SET TASK: Copy everything below from the line containing "Question. Indicate the bride's dark" down to the line containing "Target: bride's hand holding bouquet", both included, with the requests unchanged. Offset every coordinate in the answers by -75.

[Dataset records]
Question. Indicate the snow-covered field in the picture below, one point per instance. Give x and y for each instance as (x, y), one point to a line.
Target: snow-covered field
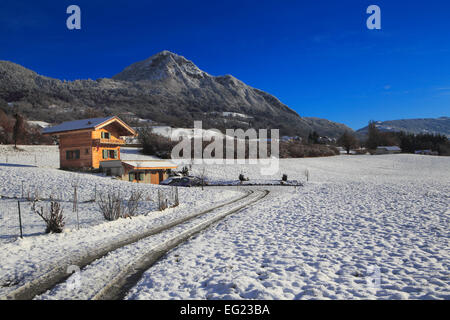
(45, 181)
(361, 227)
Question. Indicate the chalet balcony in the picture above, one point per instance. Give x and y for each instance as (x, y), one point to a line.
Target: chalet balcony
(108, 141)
...
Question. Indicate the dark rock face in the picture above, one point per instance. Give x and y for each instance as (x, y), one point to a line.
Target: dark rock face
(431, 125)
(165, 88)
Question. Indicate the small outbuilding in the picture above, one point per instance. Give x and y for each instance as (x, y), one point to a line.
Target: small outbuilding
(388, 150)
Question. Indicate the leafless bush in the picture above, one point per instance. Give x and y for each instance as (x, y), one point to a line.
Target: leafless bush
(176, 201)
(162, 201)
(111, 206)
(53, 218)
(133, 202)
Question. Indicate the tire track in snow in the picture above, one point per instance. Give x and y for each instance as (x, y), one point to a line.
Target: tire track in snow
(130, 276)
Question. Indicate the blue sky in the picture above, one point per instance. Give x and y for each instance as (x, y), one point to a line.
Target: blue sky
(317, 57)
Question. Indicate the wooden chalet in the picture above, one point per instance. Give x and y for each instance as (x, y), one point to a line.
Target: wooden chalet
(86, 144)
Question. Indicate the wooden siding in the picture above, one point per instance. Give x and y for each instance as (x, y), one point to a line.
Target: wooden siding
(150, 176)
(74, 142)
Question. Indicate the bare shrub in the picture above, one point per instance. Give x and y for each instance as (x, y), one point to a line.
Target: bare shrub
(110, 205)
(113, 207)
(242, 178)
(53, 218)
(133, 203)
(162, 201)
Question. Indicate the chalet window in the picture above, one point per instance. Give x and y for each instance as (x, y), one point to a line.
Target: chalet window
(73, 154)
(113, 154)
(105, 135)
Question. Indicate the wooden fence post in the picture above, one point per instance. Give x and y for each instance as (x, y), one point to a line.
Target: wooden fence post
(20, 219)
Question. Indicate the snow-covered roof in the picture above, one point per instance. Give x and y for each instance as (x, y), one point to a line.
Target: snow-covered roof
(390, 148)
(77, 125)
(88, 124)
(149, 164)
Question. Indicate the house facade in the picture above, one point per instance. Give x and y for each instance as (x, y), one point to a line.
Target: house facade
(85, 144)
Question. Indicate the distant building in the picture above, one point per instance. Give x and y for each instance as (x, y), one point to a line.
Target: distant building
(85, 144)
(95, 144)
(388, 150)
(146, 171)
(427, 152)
--
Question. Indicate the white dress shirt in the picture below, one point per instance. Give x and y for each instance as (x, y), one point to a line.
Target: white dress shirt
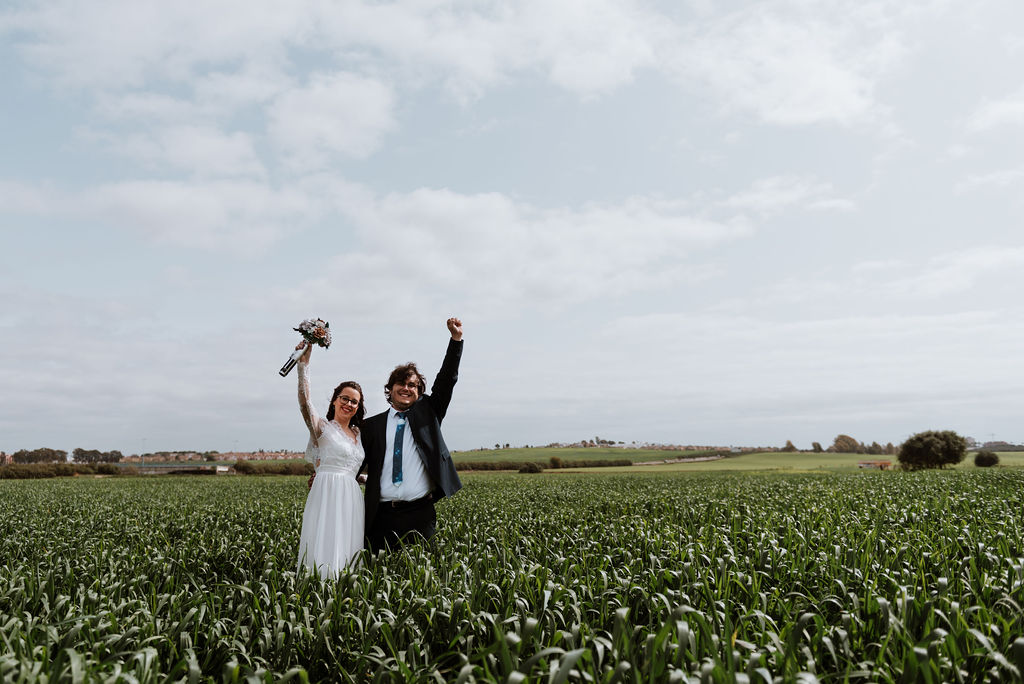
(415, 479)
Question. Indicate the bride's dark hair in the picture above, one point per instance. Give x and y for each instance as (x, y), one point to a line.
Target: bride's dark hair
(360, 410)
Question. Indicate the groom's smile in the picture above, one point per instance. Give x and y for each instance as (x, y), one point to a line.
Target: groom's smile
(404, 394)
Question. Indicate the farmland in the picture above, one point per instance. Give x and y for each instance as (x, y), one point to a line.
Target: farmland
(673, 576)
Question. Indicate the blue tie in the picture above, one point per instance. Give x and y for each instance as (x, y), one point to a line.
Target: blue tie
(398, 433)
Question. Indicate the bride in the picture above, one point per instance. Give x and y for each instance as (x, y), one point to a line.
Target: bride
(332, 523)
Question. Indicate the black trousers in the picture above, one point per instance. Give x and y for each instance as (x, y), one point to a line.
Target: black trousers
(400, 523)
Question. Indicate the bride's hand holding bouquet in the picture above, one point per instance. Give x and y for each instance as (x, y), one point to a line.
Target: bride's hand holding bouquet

RESPONSE:
Question. Indicate the bride's dark hair in the picture above, one point per instance. Give x and y for each instance as (x, y), one point to a line.
Target: bride's dark hair
(285, 335)
Question. Indicate the groom's smile in the picture above, one point per instance. Give x and y for each instance as (x, y), one point to a line.
Target: groom's smile
(329, 319)
Question. Indicate the farmland in the picture above, one point per instance. Give x and y for each instance as (x, y), one point to a line.
Target: farmland
(598, 501)
Question. Indicate the blue tie in the picture above, one point per instance. Give x and y for each instance as (x, y), one point to a line.
Target: blue tie
(323, 358)
Question. Indicate the bride in the picture above, one point per instance. Give x and y for each instance as (x, y), one point to a line.
Target: bride
(257, 448)
Question. Indicate the black trousers in the picture above, one point per instance. Give x and y for each instance as (x, y), one point to a line.
Target: black trousers
(325, 448)
Question. Indicate the bride's hand holding bouquet in the picture above, one point per instance. Give x and y for each instance as (x, y), one point to a line.
Target: bride's hand holding bouquet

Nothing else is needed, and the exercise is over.